• **Exercise task**: Can you rewrite every line of the records below as a numbered list, skipping any blank lines?

(Annotation data for object locations)
--
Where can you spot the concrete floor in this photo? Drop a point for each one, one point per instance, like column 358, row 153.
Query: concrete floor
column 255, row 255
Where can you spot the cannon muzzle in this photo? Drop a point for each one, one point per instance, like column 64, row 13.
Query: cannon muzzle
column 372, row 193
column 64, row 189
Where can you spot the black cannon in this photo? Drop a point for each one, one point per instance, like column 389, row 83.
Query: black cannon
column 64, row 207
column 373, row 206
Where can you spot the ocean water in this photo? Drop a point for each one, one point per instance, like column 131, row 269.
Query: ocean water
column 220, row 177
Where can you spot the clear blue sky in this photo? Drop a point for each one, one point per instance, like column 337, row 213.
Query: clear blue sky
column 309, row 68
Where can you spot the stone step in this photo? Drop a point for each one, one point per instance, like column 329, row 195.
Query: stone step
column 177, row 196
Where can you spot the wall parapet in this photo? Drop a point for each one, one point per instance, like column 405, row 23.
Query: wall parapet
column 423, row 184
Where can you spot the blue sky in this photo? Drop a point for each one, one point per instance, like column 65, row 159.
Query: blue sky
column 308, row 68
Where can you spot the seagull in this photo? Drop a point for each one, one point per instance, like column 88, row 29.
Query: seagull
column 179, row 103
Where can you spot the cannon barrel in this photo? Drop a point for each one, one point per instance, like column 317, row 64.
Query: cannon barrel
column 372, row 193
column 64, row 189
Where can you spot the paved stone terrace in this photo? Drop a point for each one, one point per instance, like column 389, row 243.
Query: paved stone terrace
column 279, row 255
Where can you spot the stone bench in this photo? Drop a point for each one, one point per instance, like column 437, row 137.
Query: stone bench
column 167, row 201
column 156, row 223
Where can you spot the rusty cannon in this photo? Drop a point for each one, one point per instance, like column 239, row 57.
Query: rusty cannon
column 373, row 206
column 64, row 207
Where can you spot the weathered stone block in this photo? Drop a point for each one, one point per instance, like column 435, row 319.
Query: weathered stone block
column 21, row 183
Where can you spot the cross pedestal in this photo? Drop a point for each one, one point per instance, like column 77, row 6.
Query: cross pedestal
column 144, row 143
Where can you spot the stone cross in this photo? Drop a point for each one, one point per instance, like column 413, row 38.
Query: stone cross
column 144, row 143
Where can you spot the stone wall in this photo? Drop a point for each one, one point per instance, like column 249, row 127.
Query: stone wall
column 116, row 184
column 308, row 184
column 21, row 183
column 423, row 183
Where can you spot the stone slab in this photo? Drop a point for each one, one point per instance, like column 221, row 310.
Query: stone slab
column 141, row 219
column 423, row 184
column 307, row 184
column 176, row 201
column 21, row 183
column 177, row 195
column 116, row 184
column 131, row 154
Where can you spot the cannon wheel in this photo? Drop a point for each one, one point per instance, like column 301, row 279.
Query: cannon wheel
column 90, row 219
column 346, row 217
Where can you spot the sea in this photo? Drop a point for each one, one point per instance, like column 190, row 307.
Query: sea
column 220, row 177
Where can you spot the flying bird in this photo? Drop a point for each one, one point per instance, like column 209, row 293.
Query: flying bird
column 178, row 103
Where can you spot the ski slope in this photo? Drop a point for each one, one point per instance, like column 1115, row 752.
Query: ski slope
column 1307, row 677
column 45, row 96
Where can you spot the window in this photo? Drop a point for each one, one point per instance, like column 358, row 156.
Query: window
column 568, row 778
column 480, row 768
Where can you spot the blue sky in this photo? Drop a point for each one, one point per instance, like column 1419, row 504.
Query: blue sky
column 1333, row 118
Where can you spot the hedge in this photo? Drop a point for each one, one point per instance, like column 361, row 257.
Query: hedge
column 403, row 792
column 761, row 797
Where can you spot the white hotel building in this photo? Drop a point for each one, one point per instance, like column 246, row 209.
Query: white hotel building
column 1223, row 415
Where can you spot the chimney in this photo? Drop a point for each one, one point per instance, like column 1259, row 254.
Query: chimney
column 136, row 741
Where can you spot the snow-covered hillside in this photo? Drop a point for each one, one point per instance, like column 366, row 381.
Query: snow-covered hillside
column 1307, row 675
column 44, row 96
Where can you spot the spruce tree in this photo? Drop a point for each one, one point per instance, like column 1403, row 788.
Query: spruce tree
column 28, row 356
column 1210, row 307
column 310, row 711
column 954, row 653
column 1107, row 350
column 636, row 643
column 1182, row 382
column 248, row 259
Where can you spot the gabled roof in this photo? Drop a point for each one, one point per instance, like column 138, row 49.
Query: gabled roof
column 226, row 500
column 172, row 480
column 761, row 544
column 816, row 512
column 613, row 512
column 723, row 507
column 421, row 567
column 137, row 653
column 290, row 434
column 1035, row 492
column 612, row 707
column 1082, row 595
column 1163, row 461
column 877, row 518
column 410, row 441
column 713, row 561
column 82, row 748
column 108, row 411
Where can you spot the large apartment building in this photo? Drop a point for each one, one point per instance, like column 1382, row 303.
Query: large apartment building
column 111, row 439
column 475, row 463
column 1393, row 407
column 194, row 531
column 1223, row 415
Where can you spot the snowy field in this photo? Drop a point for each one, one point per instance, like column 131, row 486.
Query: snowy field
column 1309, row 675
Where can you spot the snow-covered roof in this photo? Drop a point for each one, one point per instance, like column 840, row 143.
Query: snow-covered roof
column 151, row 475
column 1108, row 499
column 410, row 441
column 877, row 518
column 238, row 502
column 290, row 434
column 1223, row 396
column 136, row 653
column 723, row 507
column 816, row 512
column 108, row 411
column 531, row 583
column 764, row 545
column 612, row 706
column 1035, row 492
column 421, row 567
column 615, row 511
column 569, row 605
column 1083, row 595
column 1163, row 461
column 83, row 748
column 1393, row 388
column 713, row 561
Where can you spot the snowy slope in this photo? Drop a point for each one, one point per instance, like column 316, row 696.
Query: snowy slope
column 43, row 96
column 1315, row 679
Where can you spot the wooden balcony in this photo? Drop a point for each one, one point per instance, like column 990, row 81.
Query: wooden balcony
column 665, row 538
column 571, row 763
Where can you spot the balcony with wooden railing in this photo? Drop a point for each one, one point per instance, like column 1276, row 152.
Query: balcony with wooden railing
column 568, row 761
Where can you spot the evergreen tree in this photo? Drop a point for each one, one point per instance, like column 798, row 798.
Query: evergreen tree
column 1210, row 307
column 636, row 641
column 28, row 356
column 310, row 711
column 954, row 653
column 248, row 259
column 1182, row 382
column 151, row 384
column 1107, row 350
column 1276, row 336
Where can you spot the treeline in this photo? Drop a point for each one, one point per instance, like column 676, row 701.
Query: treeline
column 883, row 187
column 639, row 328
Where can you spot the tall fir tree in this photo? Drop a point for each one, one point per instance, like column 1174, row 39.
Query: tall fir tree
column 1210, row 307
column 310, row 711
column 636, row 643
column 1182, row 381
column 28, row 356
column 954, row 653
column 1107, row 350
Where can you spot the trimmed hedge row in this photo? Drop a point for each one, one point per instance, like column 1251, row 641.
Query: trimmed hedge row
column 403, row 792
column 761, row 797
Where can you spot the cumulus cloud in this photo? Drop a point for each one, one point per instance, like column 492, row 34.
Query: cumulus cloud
--
• **Answer to this problem**:
1. Where can you spot the concrete floor in this photo? Drop a point for each one, one point per instance, like column 358, row 153.
2. Query: concrete floor
3. column 255, row 255
4. Where can you spot the cannon muzzle in this photo? Drop a point for each one, one point per instance, like column 64, row 13.
5. Query: cannon muzzle
6. column 372, row 193
7. column 64, row 189
8. Where can you spot the black cannon in this photo? Drop a point for each one, one point per instance, like column 389, row 83.
9. Query: black cannon
10. column 64, row 207
11. column 373, row 206
12. Where can you spot the ocean water in this photo? Drop a point for each one, one point per instance, like column 131, row 269.
13. Query: ocean water
14. column 220, row 177
15. Where can you spot the clear blue sky in this photo? Drop a point for each one, one point per instance, like column 337, row 213.
16. Query: clear blue sky
17. column 309, row 68
18. Where can you spot the stone step in this photo? Drop a point for each one, one point per instance, like column 329, row 195.
19. Query: stone step
20. column 177, row 196
21. Where can you spot the wall parapet in this photo? Drop a point for each one, one point per instance, like column 405, row 23.
22. Query: wall parapet
23. column 423, row 184
24. Where can you spot the blue sky in this photo? Drop a point for each one, one point per instance, like column 65, row 159.
25. Query: blue sky
26. column 308, row 68
27. Where can you spot the seagull in this photo? Drop a point for each one, one point per instance, like column 88, row 29.
28. Query: seagull
29. column 179, row 103
30. Where can you spot the cannon barrel in this photo? Drop a point for each one, one point per instance, like column 317, row 64.
31. Query: cannon barrel
32. column 372, row 193
33. column 64, row 189
34. Where can you spot the paved stone terrace in this photo? Drop a point for each one, one point per instance, like column 389, row 243.
35. Query: paved stone terrace
36. column 279, row 255
37. Where can you spot the stone bench in this photo? Drop a point for each one, one point per instance, like column 437, row 137.
38. Query: stone bench
39. column 167, row 201
40. column 156, row 223
41. Where can you spot the rusty cannon in this photo? Drop a point for each one, one point per instance, like column 239, row 57.
42. Query: rusty cannon
43. column 373, row 206
44. column 64, row 207
45. Where can you spot the weathered stone block in this photo? Drop a point for each one, one point per instance, like column 435, row 319.
46. Query: weathered stone block
47. column 21, row 183
48. Where can you spot the cross pedestal in this photo? Drop a point for each one, one point per instance, like column 77, row 6.
49. Query: cross pedestal
50. column 144, row 143
51. Where can you spot the stone cross in this photo? Drop a point for each one, one point per instance, like column 413, row 38.
52. Query: stone cross
53. column 144, row 143
54. Where can you spot the stone wall in this photo? Drop a point for each one, one point per instance, like column 249, row 127.
55. Query: stone wall
56. column 116, row 184
57. column 308, row 184
58. column 21, row 183
59. column 423, row 183
60. Where can you spot the stone slab in this photo? Drop a point for each one, one point per instance, like column 221, row 310.
61. Query: stone slab
62. column 141, row 219
63. column 423, row 184
64. column 307, row 184
65. column 176, row 201
66. column 21, row 183
67. column 177, row 195
68. column 116, row 184
69. column 131, row 154
70. Where can you spot the cannon wheel in this photo? Drop a point for each one, one point per instance, like column 301, row 279.
71. Query: cannon wheel
72. column 90, row 219
73. column 346, row 217
74. Where can you spot the sea in this photo? Drop a point for each one, one point per instance, like column 190, row 307.
75. Query: sea
76. column 220, row 177
77. Where can you spot the flying bird in this photo? Drop a point for each one, one point per instance, like column 209, row 293.
78. Query: flying bird
79. column 178, row 103
80. Where can you spot the ski slope in this photo? Drop a point for each one, one point per instance, like column 1115, row 752.
81. Query: ski slope
82. column 1307, row 677
83. column 45, row 96
84. Where can you spot the window in this photo? Drop a point for each one, one point per instance, like column 358, row 156.
85. Query: window
86. column 568, row 778
87. column 480, row 768
88. Where can you spot the blue sky in this photo? Drop a point for each one, one point per instance, like column 1419, row 504.
89. Query: blue sky
90. column 1333, row 118
91. Where can you spot the hedge in this photo? Drop a point for each one, one point per instance, like column 361, row 257.
92. Query: hedge
93. column 403, row 792
94. column 761, row 797
95. Where can you spot the white hotel building in this photo? Drop a point for each one, one point per instance, like column 246, row 209.
96. Query: white hotel building
97. column 1223, row 415
98. Where can you spot the chimney in this photo? Drop a point for each one, one point per instance, like column 1259, row 254.
99. Query: chimney
100. column 136, row 741
101. Where can you spot the snow-covered hillside in this photo? Drop a point for each one, one point per instance, like column 366, row 381.
102. Query: snow-covered hillside
103. column 1307, row 675
104. column 44, row 96
105. Where can you spot the spruce tree in this photo? Drop a point for each one, one point per instance, like column 1403, row 788.
106. Query: spruce tree
107. column 28, row 356
108. column 1210, row 307
109. column 310, row 711
110. column 954, row 653
111. column 1107, row 350
112. column 636, row 643
113. column 1182, row 382
114. column 248, row 259
115. Where can you spot the gabled roof in this photo? Drop a point for each one, one point per instance, like column 138, row 49.
116. Query: gabled roof
117. column 226, row 500
118. column 172, row 480
119. column 761, row 544
120. column 816, row 512
121. column 613, row 512
122. column 723, row 507
123. column 421, row 567
124. column 137, row 653
125. column 290, row 434
126. column 1035, row 492
127. column 612, row 707
128. column 1082, row 595
129. column 1163, row 461
130. column 877, row 518
131. column 410, row 441
132. column 713, row 561
133. column 82, row 748
134. column 108, row 411
135. Where can you spot the large apartment building in this photo? Drop a point for each one, one point per instance, like column 1382, row 303.
136. Query: large apartment building
137. column 111, row 439
138. column 475, row 463
139. column 1393, row 407
140. column 194, row 531
141. column 1223, row 415
142. Where can you spot the snowy field in this photo? Drop a point for each one, one point per instance, like column 131, row 486.
143. Query: snowy field
144. column 1309, row 675
145. Where can you spot the snow-covered roof in this photo? Drop a point for each one, one point per instance, like column 840, row 143.
146. Query: snow-covered roof
147. column 151, row 475
148. column 1108, row 499
149. column 410, row 441
150. column 877, row 518
151. column 238, row 502
152. column 290, row 434
153. column 1223, row 396
154. column 136, row 653
155. column 723, row 507
156. column 816, row 512
157. column 108, row 411
158. column 531, row 583
159. column 764, row 545
160. column 612, row 706
161. column 1035, row 492
162. column 421, row 567
163. column 615, row 511
164. column 569, row 605
165. column 1083, row 595
166. column 1163, row 461
167. column 83, row 748
168. column 1393, row 388
169. column 713, row 561
170. Where can you spot the snowy slope in this photo? Drop a point for each one, one point per instance, like column 316, row 696.
171. Query: snowy slope
172. column 43, row 96
173. column 1315, row 679
174. Where can you spot the wooden balcony in this photo? Drop a point for each one, one point per instance, like column 990, row 81.
175. Query: wooden balcony
176. column 665, row 538
177. column 571, row 763
178. Where can you spot the balcony with wooden railing in this photo? Drop a point for each one, one point per instance, like column 1276, row 152.
179. Query: balcony with wooden railing
180. column 568, row 761
181. Where can you spot the evergreen tree in this photo? Drop a point for each one, one point per instance, like column 798, row 798.
182. Query: evergreen tree
183. column 1210, row 307
184. column 636, row 641
185. column 28, row 356
186. column 310, row 711
187. column 954, row 653
188. column 248, row 259
189. column 1182, row 382
190. column 151, row 384
191. column 1107, row 350
192. column 1276, row 336
193. Where can you spot the treeline in this photo? Drop a point for each one, one point per instance, like column 676, row 701.
194. Query: treeline
195. column 883, row 187
196. column 639, row 328
197. Where can you spot the tall fir tree in this photo? Drop a point for each one, one point per instance, like column 1174, row 39.
198. Query: tall fir tree
199. column 1210, row 307
200. column 310, row 711
201. column 636, row 643
202. column 1182, row 381
203. column 28, row 356
204. column 954, row 653
205. column 1107, row 350
206. Where can you spot the trimmed hedge row in this photo? Drop a point for each one, one point per instance, like column 1251, row 641.
207. Query: trimmed hedge row
208. column 403, row 792
209. column 761, row 797
210. Where can you spot the cumulus cloud in this photo? Drop a point for each one, one point per instance, like column 492, row 34.
211. Query: cumulus cloud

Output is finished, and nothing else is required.